> _Extrait du document_
++++++++++
‘El Sabio de Hortaleza’ n’est plus. Luis Aragonés, le Sage de Hortaleza, un arrondissement du nord de Madrid, est décédé samedi dernier des suites d’une leucémie. Il était âgé de 75 ans. Il n’avait dit définitivement adieu au football qu’il y a quelques mois en déclarant : » Luis Aragonés, c’est de l’histoire ancienne. Je n’entraînerai plus jamais. »
Il y a deux ans, juste avant l’Euro en Pologne et en Ukraine, il nous avait donné rendez-vous à l’ombre de Bernabeu pour parler de ‘La Roja’ mais son nom sera éternellement associé à celui de l’Atlético Madrid, le grand rival du Real. De 1964 à 1974, il fut la star de l’équipe qui fut sacrée championne à trois reprises, remporta deux coupes et, au stade du Heysel, força le Bayern à disputer un replay en Coupe d’Europe des Clubs Champions (1-1 et 0-4). Lors de ce match, c’est lui qui avait ouvert le score. Car ce médian offensif avait le sens du but, au point de devenir une fois meilleur buteur du championnat d’Espagne.
Aragonés entraîna également l’Atlético à quatre reprises, remportant un titre et quatre coupes. Mais ce n’est qu’à l’âge mûr qu’il connut réellement la gloire lorsque, en juillet 2004, il fut nommé sélectionneur de l’Espagne. Lorsqu’il succéda à Iñaki Sáez, beaucoup froncèrent les sourcils : jusque-là, l’Espagne n’avait jamais franchi les quarts de finale d’un grand tournoi et on nommait une nouvelle fois un entraîneur misant sur le contre. Comment concilier cela au talent de Raúl et Cie ?
Aragonés le fit à sa façon. Il y a deux ans, il nous expliqua sa philosophie : » Lorsque j’ai repris l’équipe nationale, en 2004, nous avons opté pour un autre style de jeu. J’estimais que notre condition physique n’était pas des meilleures. Du moins, elle ne valait pas celle des Allemands, des Anglais, de quelques équipes africaines ou des Français. Nous n’avions pas non plus les qualités athlétiques propres à d’autres races. Par contre, nous disposions de très bons techniciens. J’ai donc voulu jouer cette carte : du foot offensif basé sur la possession du ballon. Celui qui maîtrise le cuir maîtrise aussi le jeu mais il ne faut jamais oublier que l’objectif principal doit être de marquer le plus rapidement possible. Je voulais aussi qu’en cas de perte de balle, nous la récupérions le plus haut possible. De préférence dans le camp de l’adversaire. »
++++++++++
> _Matériel présenté_

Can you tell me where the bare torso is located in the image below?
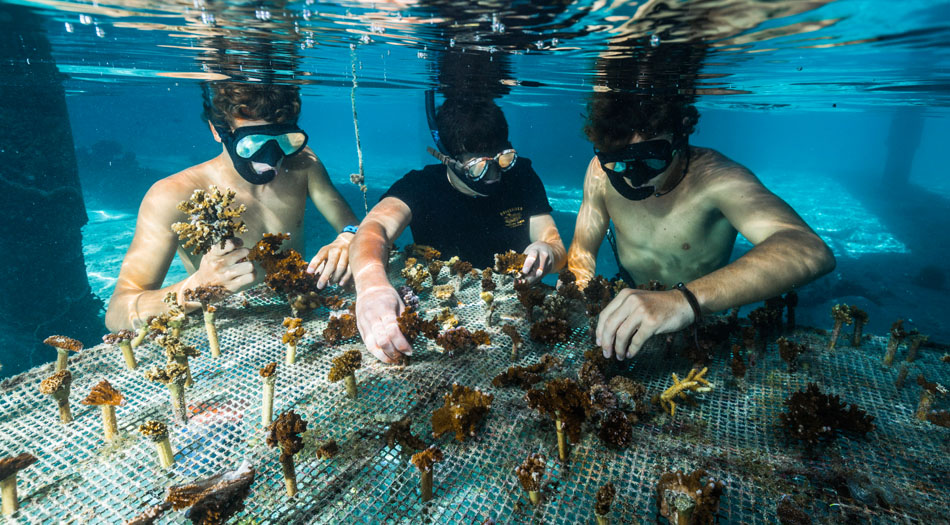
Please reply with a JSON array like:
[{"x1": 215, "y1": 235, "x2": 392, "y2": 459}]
[{"x1": 608, "y1": 147, "x2": 737, "y2": 286}]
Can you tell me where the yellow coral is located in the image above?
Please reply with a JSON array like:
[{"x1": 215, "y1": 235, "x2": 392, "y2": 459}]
[{"x1": 660, "y1": 368, "x2": 713, "y2": 416}]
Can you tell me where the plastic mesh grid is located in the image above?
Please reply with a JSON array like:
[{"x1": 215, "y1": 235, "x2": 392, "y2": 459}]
[{"x1": 0, "y1": 262, "x2": 950, "y2": 524}]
++++++++++
> _Consigne_
Rédigez la suite du texte sur Luis Aragonés en reprenant juste après sa dernière phrase.

> _Réponse attendue_
Cette tactique ne porta pas encore ses fruits lors du Mondial allemand parce qu’un joueur-clef du système, Xavi, n’était pas en forme. Mais deux ans plus tard, Aragonés fit de cet homme timide un leader tandis qu’il écarta Raúl, qui avait déjà disputé trois Coupes du Monde et deux Championnats d’Europe. Le pays était sens dessus-dessous mais Aragonés triompha : l’Espagne remportait enfin un grand tournoi. Son successeur, VicenteDel Bosque, allait y ajouter une Coupe du Monde et un autre Championnat d’Europe.
Aragonés avait donné à ‘La Roja’ une identité, un style de jeu. Difficile de dire à quel point celui-ci avait été influencé par la domination plus ou moins simultanée du Barça, même s’il est certain qu’il a profité de l’éclosion de Xavi et d’Andres Iniesta. Mais, expliquait-il il y a deux ans : » Aujourd’hui, le Barça compte sept ou huit joueurs en sélection. A l’époque, il y en avait trois. Mon équipe d’Espagne n’avait rien à voir avec Barcelone, même si nous appliquions les mêmes idées, la même conception du football basé sur la possession de balle. Le plus important n’est pas la façon dont l’adversaire joue mais la façon dont on joue soi-même. C’est fondamental et ça n’a rien à voir avec Barcelone. »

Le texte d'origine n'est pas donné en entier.